▶ TO DO: Repeat each record exactly. Any picture gets left out.

▶ DATA LINES:
☆ ☆ ☆ ☆ ☆

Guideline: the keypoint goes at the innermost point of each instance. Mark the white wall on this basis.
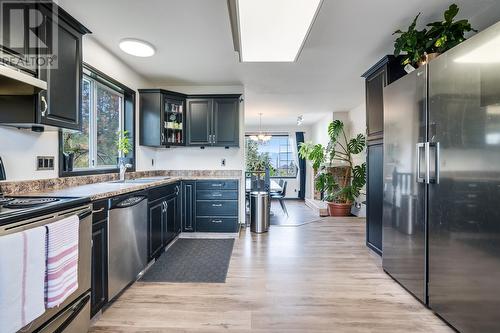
(19, 148)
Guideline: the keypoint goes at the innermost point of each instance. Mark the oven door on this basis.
(74, 319)
(84, 261)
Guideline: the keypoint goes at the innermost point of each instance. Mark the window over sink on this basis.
(107, 110)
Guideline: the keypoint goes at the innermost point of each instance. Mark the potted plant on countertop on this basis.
(124, 147)
(338, 193)
(422, 46)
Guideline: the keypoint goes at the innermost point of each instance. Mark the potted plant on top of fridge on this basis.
(418, 47)
(339, 192)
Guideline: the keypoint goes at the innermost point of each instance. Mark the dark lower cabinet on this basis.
(375, 204)
(188, 204)
(164, 218)
(156, 228)
(99, 274)
(217, 205)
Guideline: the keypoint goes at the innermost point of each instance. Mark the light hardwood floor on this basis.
(319, 277)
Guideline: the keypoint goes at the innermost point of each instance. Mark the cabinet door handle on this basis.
(44, 106)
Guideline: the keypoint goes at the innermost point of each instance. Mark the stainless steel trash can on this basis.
(259, 211)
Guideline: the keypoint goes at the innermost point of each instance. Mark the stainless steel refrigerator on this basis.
(441, 235)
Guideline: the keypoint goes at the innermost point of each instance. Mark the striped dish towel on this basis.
(61, 278)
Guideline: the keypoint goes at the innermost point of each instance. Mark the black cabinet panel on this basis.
(217, 208)
(199, 121)
(216, 195)
(156, 229)
(217, 224)
(226, 122)
(188, 206)
(60, 105)
(375, 194)
(217, 185)
(99, 282)
(171, 219)
(375, 103)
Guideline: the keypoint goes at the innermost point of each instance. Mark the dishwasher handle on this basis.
(128, 202)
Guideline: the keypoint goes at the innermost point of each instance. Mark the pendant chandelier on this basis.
(261, 137)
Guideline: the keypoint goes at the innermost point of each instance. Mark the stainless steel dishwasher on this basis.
(127, 240)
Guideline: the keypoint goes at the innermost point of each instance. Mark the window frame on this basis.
(287, 135)
(127, 121)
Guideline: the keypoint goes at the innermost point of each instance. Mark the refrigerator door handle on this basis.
(419, 147)
(436, 147)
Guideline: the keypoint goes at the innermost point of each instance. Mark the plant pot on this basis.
(339, 209)
(428, 58)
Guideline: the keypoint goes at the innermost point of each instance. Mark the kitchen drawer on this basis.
(217, 208)
(163, 191)
(221, 184)
(100, 210)
(216, 224)
(217, 195)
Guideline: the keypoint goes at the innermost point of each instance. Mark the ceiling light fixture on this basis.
(300, 120)
(260, 137)
(137, 47)
(271, 30)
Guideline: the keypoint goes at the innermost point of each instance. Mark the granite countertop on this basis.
(103, 190)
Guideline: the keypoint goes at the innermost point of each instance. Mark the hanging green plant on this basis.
(446, 34)
(411, 43)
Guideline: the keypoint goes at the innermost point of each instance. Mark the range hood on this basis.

☆ ☆ ☆ ☆ ☆

▶ TASK ANSWER:
Guideline: the keypoint goes at the innermost point of each instance. Mark the white wall on this basis.
(19, 148)
Guideline: the keypoint goes at the innermost point of each instance. Mark the oven door on this basis.
(74, 319)
(84, 261)
Guideline: the keypoint goes at the innermost point of each instance. Mark the window over sink on this basis.
(107, 110)
Guideline: the keypoint goes at the innermost point of each instance. Mark the potted plant on countertop on this basis.
(124, 147)
(338, 193)
(422, 46)
Guideline: the keypoint goes at the innermost point of each instance. Mark the potted plant on top of fridge on this basis.
(418, 47)
(339, 192)
Guideline: the keypoint goes at the innermost point of each instance. Mark the dark lower cabinet on this basis.
(375, 204)
(188, 204)
(164, 218)
(156, 228)
(99, 274)
(217, 205)
Guideline: the keypoint goes at the innermost point of each instance. Mark the light hardwood floor on this basis.
(319, 277)
Guideline: the keypoint goes at the innermost point of each instance. Mark the cabinet door handle on this basis.
(44, 106)
Guideline: the keypoint goes at the innermost point of each instance. Mark the stainless steel trash can on this basis.
(259, 211)
Guideline: the keypoint goes at the innermost point of each instance. Mark the stainless steel refrigerator on this basis.
(441, 235)
Guideline: the keypoint goes at the innermost point of each instance. Mark the striped dish towel on this basis.
(61, 278)
Guideline: the keypoint goes at the innermost point of each instance. Mark the black cabinet panel on this basis.
(217, 208)
(199, 121)
(216, 195)
(156, 229)
(217, 224)
(226, 122)
(188, 206)
(60, 105)
(375, 194)
(217, 185)
(99, 282)
(171, 219)
(375, 103)
Guideline: the keypoint goes at the innermost point of each instance. Mark the dishwasher handle on this basis.
(128, 202)
Guideline: the keypoint goes at the innermost point of each instance. Mark the pendant chandelier on this basis.
(261, 137)
Guideline: the keypoint goes at the innermost point of each instance. Mark the stainless steel dishwasher on this basis.
(127, 240)
Guideline: the keypoint goes at the innermost point of each instance. Mark the window frame on this basis.
(287, 135)
(127, 121)
Guideline: the keypoint goes at the innermost point of each instance. Mark the refrigerator door handle on this basis.
(419, 147)
(436, 147)
Guideline: the keypoint goes at the innermost point of each instance. Mark the plant pot on this basis.
(339, 209)
(428, 58)
Guideline: the keypoint goes at the innermost point of each instance. Mark the kitchen drawer on this basis.
(217, 208)
(163, 191)
(221, 184)
(100, 210)
(216, 224)
(217, 195)
Guideline: the keypoint goes at the innermost point of each instance. Mark the ceiling light fixture on this basis.
(300, 120)
(260, 137)
(137, 47)
(271, 30)
Guideline: the keypoint goes at the innermost point of each instance. Mark the granite countertop on this basis.
(103, 190)
Guideline: the keypoint goes at the innermost point of each instance. Mark the hanging green plant on this basis.
(446, 34)
(411, 43)
Guideline: the keypoint goes at the innermost point of each instance. Mark the range hood on this basis.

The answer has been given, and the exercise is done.